Duflo shares the 2019 Nobel Memorial Prize in Economic Sciences with Abhijit Banerjee and Michael Kremer, "for their experimental approach to alleviating global poverty". She is the youngest person and the second woman to win this.

Duflo was born in 1972 in Paris. Her father Michel Duflo was a mathematics professor and her mother was a doctor.

Esther married MIT professor Abhijit Banerjee, mentioned above, in 2015. They have a child, born in 2012. Banerjee was a joint supervisor of Esther's PhD in economics at MIT in 1999. This is a rare instance of a couple winning the award in the same year and in the same discipline.

Duflo’s study on India has been extensive and in a Livemint interview (https://www.livemint.com/Politics/iioynzsPtsizQTLnlTLM9J/We-might-never-know-the-real-pain-of-note-ban-Esther-Duflo.html) soon after Demonetisation was announced, she said the following:

“I think it is a very dramatic example of very little attention paid to implementation before it (demonetisation) was launched.

Tasks and exercises »
A – Find each line in the records that contains the string "green", matching case, and copy those lines.
B – Write what comes next in the passage about Esther Duflo, starting right after its final sentence.

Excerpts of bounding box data
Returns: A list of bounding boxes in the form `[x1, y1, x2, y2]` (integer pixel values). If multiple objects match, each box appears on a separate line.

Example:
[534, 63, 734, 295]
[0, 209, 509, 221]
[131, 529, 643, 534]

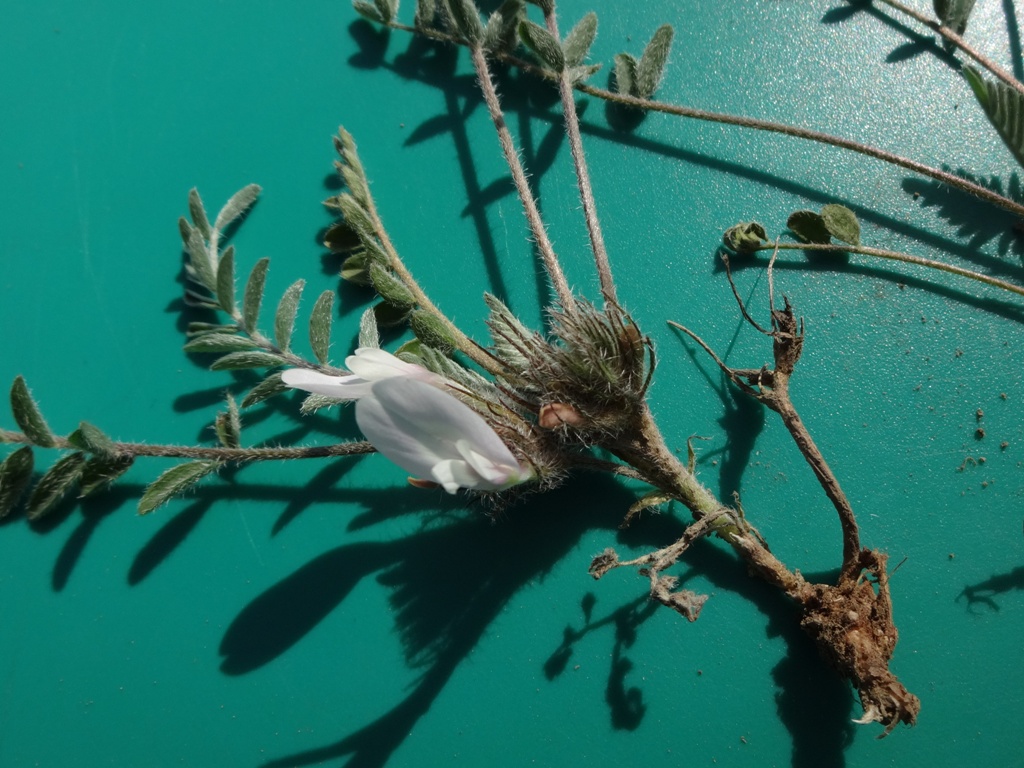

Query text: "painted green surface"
[0, 0, 1024, 768]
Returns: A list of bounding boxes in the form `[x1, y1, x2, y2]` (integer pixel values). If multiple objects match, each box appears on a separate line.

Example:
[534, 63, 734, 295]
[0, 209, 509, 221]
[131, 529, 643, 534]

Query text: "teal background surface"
[0, 0, 1024, 768]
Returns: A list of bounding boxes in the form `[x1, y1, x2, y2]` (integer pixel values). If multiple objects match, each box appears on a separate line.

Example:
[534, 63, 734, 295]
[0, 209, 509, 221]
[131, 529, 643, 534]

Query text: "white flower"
[281, 347, 438, 400]
[355, 376, 532, 494]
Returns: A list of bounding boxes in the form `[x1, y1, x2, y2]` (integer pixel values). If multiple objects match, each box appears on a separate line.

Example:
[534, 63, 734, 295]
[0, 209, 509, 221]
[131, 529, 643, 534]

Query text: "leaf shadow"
[349, 19, 564, 315]
[821, 0, 961, 73]
[956, 565, 1024, 613]
[903, 165, 1024, 264]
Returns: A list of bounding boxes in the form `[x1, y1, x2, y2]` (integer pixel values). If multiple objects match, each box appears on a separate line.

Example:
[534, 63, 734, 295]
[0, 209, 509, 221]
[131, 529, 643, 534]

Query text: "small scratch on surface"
[239, 512, 266, 565]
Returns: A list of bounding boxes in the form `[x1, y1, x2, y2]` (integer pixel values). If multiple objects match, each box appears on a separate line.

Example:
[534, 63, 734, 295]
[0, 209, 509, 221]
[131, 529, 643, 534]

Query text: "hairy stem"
[367, 182, 504, 376]
[470, 45, 575, 312]
[544, 0, 618, 304]
[380, 23, 1024, 217]
[879, 0, 1024, 96]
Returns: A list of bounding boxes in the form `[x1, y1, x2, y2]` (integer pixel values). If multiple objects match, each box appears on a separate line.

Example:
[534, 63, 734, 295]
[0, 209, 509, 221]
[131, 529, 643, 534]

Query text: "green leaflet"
[242, 256, 270, 333]
[213, 184, 260, 231]
[210, 351, 286, 371]
[10, 376, 55, 447]
[413, 0, 437, 29]
[373, 301, 412, 328]
[409, 309, 455, 354]
[964, 67, 1024, 172]
[722, 221, 770, 253]
[370, 263, 416, 307]
[309, 291, 334, 365]
[446, 0, 483, 44]
[483, 0, 526, 53]
[0, 445, 34, 520]
[324, 222, 362, 253]
[213, 395, 242, 447]
[26, 451, 85, 520]
[273, 280, 306, 352]
[562, 11, 597, 67]
[242, 371, 288, 408]
[337, 193, 374, 241]
[634, 24, 676, 98]
[217, 246, 234, 314]
[615, 53, 637, 96]
[138, 461, 220, 515]
[184, 333, 262, 352]
[352, 0, 384, 24]
[341, 251, 373, 286]
[374, 0, 398, 24]
[519, 19, 565, 72]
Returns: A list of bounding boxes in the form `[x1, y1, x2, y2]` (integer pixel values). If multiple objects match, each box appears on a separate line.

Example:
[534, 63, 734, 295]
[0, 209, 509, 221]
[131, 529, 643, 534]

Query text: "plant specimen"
[0, 0, 1024, 765]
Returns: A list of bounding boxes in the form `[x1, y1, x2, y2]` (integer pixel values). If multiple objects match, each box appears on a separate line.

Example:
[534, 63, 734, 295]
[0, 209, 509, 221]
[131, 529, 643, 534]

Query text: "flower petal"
[345, 347, 437, 381]
[355, 377, 529, 493]
[281, 368, 371, 400]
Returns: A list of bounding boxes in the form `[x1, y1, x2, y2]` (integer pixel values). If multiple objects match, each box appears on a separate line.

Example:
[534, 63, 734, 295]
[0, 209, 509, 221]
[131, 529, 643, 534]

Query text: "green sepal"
[636, 24, 676, 98]
[138, 461, 220, 515]
[10, 376, 55, 447]
[183, 333, 262, 352]
[217, 246, 234, 314]
[0, 445, 34, 520]
[370, 264, 416, 307]
[213, 395, 242, 447]
[25, 451, 85, 520]
[785, 210, 831, 244]
[409, 309, 455, 354]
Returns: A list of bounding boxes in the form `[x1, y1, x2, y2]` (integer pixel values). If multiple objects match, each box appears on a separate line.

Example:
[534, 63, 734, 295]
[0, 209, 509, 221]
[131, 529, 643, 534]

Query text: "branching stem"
[380, 18, 1024, 217]
[879, 0, 1024, 95]
[544, 0, 618, 305]
[754, 243, 1024, 296]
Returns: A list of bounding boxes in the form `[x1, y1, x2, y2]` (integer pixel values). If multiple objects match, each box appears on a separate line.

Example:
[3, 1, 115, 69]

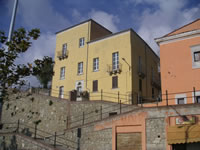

Answers in order »
A –
Query text: "painted green surface"
Query text: "green leaflet"
Query text: "green sepal"

B –
“We do not know that (the extent of damage to the economy) yet and we might never know. This is because there is no effective mechanism to measure GDP creation in the informal economy. I was told that informal economy GDP is calculated by indexing it to the formal economy GDP. If that is the case, we might never know the exact magnitude of loss.

“And the government might use these figures to argue that there was no significant setback. People are claiming workers are returning from construction sites to their villages. But there isn’t much high-frequency data on these kinds of things, which would capture the short-run pain.”

Duflo was also one of the 108 social scientists, along with her husband, who blasted the Modi government in March, 2019, and said that India’s statistical machinery had “come under a cloud for being influenced and indeed even controlled by political considerations.”